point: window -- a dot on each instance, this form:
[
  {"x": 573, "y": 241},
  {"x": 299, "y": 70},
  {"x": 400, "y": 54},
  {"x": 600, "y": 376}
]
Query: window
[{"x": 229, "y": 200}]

........

Put every line of the records above into a JSON list of strings, one string per line, with blank lines left out.

[
  "point: window -- a dot on each instance, this form:",
  "[",
  "  {\"x\": 573, \"y\": 241},",
  "  {\"x\": 299, \"y\": 70},",
  "  {\"x\": 400, \"y\": 54},",
  "  {\"x\": 600, \"y\": 376}",
  "]",
  "Query: window",
  "[{\"x\": 229, \"y\": 200}]"
]